Data for processing:
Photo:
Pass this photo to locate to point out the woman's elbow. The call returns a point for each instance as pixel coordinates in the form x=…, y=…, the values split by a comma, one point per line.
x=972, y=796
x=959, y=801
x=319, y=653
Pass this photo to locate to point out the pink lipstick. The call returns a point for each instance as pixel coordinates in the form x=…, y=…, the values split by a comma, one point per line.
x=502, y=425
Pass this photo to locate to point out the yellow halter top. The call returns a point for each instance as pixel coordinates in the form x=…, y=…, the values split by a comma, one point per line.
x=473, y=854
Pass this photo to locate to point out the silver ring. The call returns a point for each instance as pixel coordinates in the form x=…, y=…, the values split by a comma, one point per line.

Required action:
Exactly as shown above, write out all the records.

Expected answer:
Photo:
Pass this photo to locate to point out the woman's elbow. The call returns a point for each instance as pixel coordinates in the form x=…, y=…, the values split by a comma, one point per line.
x=972, y=796
x=959, y=801
x=319, y=653
Pass this photo to locate to point out the pink lipstick. The call returns a point for each instance as pixel coordinates in the form x=…, y=…, the values split by a comma, one point per line.
x=502, y=425
Pass this photo to locate to point out the yellow halter top. The call returns a point for each instance as pixel coordinates in the form x=…, y=…, the values split by a comma, one point per line.
x=473, y=854
Pass this photo to locate to point out the silver ring. The call returns a point for each instance as pixel coordinates in the form x=…, y=…, the values split by a comma, one point per line.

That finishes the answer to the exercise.